■ HOW TO COMPLETE THIS TASK ■
Beginning with the line that contains "man in dark" and ending with the last line of the records, write out each line exactly and omit the pictures.

╭─ SUPPLIED DATA

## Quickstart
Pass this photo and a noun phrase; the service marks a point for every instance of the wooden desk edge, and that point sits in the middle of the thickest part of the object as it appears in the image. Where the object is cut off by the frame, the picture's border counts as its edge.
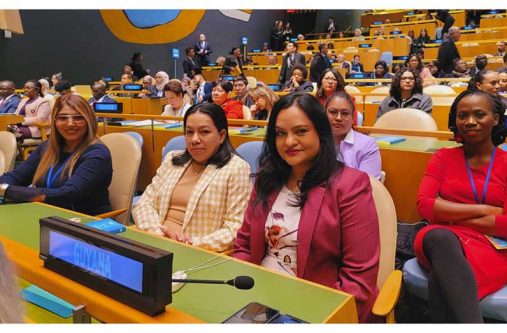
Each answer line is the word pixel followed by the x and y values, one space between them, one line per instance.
pixel 30 268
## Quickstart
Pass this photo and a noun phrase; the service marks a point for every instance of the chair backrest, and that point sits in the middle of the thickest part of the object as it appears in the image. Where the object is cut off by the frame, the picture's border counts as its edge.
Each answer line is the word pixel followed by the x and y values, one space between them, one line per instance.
pixel 2 163
pixel 387 56
pixel 438 89
pixel 247 114
pixel 380 90
pixel 9 148
pixel 410 119
pixel 351 89
pixel 126 157
pixel 250 152
pixel 176 143
pixel 138 137
pixel 386 213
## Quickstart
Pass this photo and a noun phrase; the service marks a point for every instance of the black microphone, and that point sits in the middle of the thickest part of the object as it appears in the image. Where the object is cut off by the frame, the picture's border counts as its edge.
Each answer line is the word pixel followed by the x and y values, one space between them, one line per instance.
pixel 240 282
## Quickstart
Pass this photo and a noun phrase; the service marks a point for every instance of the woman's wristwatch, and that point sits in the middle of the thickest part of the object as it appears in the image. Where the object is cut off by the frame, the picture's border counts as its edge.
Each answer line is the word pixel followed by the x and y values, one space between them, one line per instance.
pixel 3 188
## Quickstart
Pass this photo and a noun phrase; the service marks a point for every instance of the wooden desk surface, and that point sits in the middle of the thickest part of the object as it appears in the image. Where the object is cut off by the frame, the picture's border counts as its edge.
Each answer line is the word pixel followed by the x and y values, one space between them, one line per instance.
pixel 193 303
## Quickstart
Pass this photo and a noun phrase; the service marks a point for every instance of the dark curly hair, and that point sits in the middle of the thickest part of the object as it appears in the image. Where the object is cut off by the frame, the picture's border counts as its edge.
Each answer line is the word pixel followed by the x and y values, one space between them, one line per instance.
pixel 337 75
pixel 499 132
pixel 274 171
pixel 395 87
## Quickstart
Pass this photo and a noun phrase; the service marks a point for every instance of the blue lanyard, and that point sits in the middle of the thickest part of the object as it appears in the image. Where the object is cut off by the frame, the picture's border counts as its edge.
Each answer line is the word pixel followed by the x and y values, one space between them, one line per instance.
pixel 51 178
pixel 486 183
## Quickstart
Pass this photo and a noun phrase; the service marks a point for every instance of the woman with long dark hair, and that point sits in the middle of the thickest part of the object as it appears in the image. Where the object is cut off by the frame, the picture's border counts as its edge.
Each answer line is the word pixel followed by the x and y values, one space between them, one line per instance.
pixel 72 169
pixel 406 92
pixel 462 195
pixel 309 215
pixel 199 194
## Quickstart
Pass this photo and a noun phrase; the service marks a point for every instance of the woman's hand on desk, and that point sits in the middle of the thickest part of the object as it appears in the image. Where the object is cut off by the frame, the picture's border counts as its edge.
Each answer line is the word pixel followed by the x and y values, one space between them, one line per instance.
pixel 178 236
pixel 485 224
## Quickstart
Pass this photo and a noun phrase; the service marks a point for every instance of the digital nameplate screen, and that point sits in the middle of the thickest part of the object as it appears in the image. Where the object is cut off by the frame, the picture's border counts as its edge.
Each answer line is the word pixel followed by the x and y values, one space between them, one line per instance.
pixel 106 106
pixel 104 263
pixel 128 271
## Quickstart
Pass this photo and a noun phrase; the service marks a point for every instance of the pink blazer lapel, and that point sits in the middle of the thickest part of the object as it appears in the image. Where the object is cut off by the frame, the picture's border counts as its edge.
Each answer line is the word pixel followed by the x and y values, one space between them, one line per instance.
pixel 307 225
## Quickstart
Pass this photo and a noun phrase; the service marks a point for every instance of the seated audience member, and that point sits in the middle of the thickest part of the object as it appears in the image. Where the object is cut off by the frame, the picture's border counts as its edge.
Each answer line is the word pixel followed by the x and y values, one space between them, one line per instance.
pixel 504 68
pixel 11 309
pixel 381 72
pixel 486 80
pixel 319 63
pixel 34 109
pixel 138 71
pixel 220 91
pixel 55 78
pixel 357 67
pixel 341 63
pixel 464 266
pixel 9 100
pixel 355 149
pixel 481 61
pixel 161 79
pixel 240 86
pixel 297 80
pixel 414 61
pixel 125 79
pixel 460 69
pixel 406 92
pixel 99 95
pixel 45 90
pixel 264 99
pixel 63 87
pixel 72 169
pixel 329 82
pixel 203 92
pixel 175 104
pixel 206 186
pixel 434 68
pixel 501 49
pixel 502 83
pixel 358 35
pixel 310 216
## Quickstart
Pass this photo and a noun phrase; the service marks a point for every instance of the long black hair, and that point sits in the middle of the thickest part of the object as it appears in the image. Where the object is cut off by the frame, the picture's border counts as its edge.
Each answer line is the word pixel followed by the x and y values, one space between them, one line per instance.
pixel 224 153
pixel 499 132
pixel 274 172
pixel 395 86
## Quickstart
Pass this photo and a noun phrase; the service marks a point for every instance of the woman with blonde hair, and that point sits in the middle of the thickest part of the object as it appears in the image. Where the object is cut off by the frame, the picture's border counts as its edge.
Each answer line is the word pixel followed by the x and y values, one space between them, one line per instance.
pixel 161 79
pixel 264 99
pixel 72 169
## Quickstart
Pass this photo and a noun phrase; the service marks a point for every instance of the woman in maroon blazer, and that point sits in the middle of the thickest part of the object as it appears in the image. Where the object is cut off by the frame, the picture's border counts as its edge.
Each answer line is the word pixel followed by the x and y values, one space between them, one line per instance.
pixel 309 215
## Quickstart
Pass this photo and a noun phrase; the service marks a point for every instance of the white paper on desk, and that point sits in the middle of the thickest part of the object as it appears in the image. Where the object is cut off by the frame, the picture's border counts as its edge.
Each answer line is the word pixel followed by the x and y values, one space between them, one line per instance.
pixel 145 123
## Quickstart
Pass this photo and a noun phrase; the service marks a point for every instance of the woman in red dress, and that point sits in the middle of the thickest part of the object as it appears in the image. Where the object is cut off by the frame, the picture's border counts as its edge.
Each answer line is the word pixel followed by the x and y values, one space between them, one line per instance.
pixel 463 195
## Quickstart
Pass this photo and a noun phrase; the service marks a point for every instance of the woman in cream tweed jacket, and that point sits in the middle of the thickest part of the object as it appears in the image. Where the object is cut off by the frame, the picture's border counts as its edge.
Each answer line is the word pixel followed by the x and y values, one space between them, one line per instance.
pixel 218 200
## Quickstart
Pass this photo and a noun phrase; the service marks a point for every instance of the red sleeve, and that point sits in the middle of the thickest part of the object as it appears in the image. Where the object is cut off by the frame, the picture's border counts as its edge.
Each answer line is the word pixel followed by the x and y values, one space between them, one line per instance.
pixel 242 248
pixel 430 187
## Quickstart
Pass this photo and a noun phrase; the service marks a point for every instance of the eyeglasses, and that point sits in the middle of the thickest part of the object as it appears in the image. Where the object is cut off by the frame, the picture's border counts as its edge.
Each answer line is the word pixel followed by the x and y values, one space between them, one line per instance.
pixel 344 114
pixel 65 118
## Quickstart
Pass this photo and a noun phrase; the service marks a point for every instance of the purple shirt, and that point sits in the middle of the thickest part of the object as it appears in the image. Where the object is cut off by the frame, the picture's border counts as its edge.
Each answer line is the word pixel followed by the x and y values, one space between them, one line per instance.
pixel 361 152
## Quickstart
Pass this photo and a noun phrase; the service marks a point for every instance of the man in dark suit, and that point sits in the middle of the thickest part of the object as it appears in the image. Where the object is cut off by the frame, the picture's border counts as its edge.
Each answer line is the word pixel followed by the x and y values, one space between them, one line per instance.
pixel 203 93
pixel 190 66
pixel 319 63
pixel 203 50
pixel 99 94
pixel 289 60
pixel 233 63
pixel 448 51
pixel 9 100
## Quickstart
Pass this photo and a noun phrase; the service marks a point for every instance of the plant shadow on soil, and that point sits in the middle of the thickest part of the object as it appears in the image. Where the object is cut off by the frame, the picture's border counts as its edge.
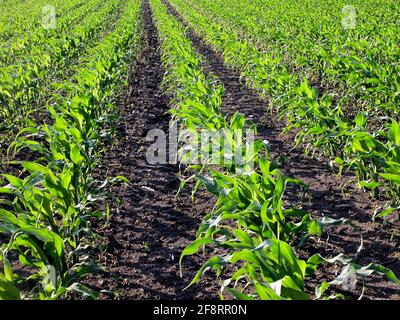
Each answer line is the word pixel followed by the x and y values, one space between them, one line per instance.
pixel 327 194
pixel 148 230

╰─

■ RESPONSE AREA ■
Pass this photo and a noun phrase; the service marks a point for every instance of the man in dark suit, and that point sits in the middle of the thickest part of the object as it appears in the image. Where the object is cut off by the frame, the picture's border counts as its edge.
Each answer line is the word pixel followed by the x and y values, one space between them, one line per instance.
pixel 203 93
pixel 190 66
pixel 319 63
pixel 203 50
pixel 99 94
pixel 289 60
pixel 233 63
pixel 448 51
pixel 9 100
## Quickstart
Pass this photo and a noun phrase; the service marks a point for every instance of the plant shadow on soil, and that point sits in the middle of the thickest part of the object as it appears in the image. Where the object is cut off by the frame, the picture's border counts as its edge.
Each answer line is the word pixel followed by the x and y values, one space between them, one line per instance.
pixel 327 194
pixel 148 230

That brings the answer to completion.